Provided information →
□ □ □ □
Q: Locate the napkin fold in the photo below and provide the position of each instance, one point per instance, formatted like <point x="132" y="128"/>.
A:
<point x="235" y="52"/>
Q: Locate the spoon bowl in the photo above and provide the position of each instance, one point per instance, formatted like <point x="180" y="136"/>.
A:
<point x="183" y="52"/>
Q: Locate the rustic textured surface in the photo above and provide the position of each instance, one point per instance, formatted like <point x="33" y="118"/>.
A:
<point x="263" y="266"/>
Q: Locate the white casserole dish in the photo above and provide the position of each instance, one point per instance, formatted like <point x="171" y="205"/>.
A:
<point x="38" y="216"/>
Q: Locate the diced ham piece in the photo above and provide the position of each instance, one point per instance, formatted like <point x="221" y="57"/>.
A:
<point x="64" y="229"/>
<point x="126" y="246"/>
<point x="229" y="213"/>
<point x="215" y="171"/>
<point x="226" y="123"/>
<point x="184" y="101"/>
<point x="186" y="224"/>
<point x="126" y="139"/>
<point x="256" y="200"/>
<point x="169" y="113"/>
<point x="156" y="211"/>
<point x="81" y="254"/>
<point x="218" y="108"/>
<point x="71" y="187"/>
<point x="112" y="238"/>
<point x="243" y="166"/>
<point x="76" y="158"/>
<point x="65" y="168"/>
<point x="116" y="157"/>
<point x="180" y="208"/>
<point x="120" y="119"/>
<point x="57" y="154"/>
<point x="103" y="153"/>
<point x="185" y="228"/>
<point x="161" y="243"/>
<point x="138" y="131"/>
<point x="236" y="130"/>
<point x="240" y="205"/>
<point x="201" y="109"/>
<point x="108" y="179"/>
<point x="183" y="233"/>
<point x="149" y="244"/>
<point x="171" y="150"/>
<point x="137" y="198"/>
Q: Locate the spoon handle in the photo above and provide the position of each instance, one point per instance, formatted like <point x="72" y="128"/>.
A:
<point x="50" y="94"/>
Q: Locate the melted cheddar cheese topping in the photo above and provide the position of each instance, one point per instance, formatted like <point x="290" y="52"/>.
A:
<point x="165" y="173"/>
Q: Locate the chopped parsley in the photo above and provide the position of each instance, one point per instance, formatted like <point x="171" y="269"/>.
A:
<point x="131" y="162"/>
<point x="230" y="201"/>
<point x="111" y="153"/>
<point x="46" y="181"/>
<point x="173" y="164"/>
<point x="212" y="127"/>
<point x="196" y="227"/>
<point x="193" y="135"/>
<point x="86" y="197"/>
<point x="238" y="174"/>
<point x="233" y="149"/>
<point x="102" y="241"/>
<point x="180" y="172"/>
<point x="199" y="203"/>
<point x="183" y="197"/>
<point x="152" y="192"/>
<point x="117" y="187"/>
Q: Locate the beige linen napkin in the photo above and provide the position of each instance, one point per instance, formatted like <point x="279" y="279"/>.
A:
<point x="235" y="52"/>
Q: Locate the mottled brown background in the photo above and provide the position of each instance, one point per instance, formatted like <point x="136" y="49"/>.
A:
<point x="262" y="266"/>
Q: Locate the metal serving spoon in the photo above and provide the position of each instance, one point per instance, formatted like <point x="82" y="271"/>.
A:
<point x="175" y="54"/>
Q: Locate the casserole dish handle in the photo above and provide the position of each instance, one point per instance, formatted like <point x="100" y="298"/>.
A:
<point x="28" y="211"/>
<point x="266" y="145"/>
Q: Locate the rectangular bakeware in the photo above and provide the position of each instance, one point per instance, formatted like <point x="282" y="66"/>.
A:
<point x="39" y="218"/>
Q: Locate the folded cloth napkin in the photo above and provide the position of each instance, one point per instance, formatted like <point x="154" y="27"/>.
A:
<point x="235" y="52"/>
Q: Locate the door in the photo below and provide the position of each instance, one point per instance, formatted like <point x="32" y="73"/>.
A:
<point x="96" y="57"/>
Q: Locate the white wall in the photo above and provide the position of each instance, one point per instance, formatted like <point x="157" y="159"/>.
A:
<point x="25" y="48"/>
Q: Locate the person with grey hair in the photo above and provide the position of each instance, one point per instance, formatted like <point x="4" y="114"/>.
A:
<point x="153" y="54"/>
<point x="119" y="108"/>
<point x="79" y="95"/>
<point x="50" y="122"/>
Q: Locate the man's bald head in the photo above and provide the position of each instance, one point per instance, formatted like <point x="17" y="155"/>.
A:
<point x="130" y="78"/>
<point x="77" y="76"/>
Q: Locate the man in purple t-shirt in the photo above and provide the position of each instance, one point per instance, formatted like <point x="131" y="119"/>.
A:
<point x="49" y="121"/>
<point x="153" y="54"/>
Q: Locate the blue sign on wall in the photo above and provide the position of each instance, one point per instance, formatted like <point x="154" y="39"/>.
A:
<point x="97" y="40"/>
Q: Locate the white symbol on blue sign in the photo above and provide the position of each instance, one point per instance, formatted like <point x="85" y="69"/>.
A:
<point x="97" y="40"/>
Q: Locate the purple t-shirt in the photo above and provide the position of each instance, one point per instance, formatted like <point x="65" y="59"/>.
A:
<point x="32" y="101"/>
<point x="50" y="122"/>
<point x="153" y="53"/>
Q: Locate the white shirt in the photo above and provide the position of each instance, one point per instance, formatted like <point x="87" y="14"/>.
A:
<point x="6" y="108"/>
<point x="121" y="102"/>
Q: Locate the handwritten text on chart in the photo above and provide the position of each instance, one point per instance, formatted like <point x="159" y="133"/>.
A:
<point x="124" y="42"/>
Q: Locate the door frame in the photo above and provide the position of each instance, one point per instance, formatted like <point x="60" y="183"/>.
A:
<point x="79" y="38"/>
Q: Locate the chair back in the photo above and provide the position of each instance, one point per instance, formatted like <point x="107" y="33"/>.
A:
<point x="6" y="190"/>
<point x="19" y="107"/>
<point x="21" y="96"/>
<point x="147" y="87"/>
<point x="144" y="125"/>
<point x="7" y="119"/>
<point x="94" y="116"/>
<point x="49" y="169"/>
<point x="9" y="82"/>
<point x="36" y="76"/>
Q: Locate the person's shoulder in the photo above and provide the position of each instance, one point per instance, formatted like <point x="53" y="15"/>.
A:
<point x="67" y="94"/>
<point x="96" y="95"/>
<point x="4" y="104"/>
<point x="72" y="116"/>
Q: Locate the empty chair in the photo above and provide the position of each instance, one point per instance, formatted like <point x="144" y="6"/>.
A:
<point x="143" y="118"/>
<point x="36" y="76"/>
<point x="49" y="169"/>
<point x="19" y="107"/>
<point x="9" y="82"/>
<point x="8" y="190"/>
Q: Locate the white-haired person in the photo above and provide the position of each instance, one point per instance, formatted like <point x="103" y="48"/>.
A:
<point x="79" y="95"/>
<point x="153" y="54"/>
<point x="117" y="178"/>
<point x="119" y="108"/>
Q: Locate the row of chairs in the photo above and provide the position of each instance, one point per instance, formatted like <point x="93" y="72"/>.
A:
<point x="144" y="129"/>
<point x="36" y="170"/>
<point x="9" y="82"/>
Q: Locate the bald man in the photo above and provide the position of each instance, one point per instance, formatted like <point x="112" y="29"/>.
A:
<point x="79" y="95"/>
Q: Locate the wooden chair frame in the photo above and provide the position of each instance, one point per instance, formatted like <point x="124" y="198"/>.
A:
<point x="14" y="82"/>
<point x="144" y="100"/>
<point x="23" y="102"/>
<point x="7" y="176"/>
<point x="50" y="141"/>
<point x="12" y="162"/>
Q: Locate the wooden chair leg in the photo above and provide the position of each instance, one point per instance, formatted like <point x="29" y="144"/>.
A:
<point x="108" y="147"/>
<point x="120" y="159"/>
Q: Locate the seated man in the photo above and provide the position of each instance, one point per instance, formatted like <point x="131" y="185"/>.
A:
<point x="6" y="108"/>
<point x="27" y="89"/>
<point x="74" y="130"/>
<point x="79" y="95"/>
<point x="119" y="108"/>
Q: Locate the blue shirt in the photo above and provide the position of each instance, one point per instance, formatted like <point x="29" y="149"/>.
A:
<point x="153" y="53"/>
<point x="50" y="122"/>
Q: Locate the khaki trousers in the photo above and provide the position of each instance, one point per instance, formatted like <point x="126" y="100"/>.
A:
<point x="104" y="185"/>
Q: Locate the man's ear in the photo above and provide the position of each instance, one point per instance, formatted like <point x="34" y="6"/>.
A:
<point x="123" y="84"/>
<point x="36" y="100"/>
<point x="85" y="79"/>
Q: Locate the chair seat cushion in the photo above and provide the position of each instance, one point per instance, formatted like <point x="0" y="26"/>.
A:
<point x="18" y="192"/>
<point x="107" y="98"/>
□ □ □ □
Given task → Reproduce exactly the line containing "Q: Locate the seated" and every line after it through the end of the records above, and nothing else.

Written answer →
Q: Locate the seated man in the photo above and provide the position of each instance, one point per instance, formatted like <point x="131" y="185"/>.
A:
<point x="6" y="108"/>
<point x="27" y="89"/>
<point x="74" y="130"/>
<point x="79" y="95"/>
<point x="119" y="108"/>
Q: Locate the blue shirt in the photo above and provide the position of each instance, one point per instance, formatted like <point x="29" y="149"/>.
A:
<point x="153" y="53"/>
<point x="50" y="122"/>
Q: Locate the khaki trousers in the photo above and provide the position of each instance, one point per instance, formatted like <point x="126" y="100"/>.
A:
<point x="104" y="185"/>
Q: Locate the man's ear in the photo above and provide the position of each instance, one point per instance, formatted like <point x="34" y="6"/>.
A:
<point x="123" y="84"/>
<point x="36" y="100"/>
<point x="85" y="79"/>
Q: Locate the chair seat cushion in the photo above and provide the position of each instance, one point per instance, formatted like <point x="0" y="26"/>.
A:
<point x="18" y="192"/>
<point x="107" y="98"/>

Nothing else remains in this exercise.